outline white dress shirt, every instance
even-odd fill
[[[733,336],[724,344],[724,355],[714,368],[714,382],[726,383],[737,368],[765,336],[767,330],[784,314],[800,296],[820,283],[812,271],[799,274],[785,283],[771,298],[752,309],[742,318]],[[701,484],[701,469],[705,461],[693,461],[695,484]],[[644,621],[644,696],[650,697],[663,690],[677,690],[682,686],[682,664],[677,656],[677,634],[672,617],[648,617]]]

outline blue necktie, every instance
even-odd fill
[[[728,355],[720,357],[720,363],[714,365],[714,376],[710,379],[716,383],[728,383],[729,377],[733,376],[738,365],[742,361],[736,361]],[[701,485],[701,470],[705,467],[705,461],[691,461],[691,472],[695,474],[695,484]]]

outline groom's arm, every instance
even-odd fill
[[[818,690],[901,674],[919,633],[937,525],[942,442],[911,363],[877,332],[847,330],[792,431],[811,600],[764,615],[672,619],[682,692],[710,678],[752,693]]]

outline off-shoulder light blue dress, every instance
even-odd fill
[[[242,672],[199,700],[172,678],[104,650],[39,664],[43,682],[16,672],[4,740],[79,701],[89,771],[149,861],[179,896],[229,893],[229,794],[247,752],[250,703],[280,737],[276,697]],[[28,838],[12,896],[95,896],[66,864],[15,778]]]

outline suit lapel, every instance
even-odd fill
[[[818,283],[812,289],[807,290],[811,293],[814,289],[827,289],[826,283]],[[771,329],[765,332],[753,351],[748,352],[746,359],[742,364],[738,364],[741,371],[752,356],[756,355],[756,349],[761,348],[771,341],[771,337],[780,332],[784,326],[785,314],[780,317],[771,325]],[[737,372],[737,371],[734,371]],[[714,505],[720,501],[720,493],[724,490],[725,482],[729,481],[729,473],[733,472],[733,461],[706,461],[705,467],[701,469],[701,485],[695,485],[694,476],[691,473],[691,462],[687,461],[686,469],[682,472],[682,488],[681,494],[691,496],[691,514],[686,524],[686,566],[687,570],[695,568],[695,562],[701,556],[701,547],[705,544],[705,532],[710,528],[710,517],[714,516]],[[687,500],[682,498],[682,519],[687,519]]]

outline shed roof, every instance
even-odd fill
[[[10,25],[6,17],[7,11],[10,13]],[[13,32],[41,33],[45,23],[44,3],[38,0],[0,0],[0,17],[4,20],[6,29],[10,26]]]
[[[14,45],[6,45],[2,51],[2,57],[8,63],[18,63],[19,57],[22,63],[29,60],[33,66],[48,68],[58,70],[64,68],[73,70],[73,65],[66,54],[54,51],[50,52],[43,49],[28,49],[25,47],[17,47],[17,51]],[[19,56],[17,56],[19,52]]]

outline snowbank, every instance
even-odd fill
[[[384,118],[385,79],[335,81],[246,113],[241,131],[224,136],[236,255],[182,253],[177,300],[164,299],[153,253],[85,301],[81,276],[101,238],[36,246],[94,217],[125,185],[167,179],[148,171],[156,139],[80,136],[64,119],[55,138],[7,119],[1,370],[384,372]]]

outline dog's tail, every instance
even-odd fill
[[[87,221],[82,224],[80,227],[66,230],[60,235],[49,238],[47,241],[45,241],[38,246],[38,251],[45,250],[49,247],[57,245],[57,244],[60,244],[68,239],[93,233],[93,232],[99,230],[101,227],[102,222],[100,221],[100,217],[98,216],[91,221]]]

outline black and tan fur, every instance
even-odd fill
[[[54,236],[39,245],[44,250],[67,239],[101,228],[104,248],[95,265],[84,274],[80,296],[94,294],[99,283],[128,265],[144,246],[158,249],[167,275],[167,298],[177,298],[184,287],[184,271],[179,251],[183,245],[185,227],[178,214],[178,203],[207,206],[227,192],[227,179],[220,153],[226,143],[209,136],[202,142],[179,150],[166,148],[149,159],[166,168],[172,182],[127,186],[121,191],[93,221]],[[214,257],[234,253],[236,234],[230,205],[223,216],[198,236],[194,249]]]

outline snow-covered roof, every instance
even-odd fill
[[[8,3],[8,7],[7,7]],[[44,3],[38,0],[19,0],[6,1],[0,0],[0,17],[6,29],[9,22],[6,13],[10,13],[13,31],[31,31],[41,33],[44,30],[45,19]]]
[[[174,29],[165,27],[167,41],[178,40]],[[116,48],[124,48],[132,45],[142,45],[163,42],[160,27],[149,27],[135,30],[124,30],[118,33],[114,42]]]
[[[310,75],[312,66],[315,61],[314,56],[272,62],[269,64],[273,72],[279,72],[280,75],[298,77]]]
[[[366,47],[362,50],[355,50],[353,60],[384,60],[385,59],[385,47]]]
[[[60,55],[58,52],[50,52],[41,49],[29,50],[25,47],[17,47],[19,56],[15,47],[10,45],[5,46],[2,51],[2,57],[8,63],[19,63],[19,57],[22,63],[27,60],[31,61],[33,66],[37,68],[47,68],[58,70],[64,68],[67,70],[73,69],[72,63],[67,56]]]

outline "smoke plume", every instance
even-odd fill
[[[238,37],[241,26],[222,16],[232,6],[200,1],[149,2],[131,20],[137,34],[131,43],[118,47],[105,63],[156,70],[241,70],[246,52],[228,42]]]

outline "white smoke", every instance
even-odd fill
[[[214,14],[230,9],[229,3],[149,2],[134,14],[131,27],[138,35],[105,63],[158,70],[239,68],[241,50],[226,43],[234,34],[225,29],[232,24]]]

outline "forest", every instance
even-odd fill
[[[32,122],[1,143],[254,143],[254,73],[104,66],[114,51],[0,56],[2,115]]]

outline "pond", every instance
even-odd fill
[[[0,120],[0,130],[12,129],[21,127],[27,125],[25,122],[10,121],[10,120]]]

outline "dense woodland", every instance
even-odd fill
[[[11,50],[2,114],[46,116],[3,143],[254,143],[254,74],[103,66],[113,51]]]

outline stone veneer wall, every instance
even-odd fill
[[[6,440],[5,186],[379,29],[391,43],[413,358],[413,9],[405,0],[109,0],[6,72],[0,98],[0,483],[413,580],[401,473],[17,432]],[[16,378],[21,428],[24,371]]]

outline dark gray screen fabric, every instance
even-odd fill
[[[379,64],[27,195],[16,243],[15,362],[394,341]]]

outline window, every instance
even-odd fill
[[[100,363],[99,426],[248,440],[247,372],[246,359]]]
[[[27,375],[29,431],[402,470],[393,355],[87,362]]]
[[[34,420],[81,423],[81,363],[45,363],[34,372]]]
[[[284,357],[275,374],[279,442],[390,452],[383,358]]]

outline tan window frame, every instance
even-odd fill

▶ _GIVEN TASK_: Pull out each line from the entries above that contains the word "smoke". Case matters.

▶ _CORRECT OUTPUT_:
outline "smoke plume", every instance
outline "white smoke", every instance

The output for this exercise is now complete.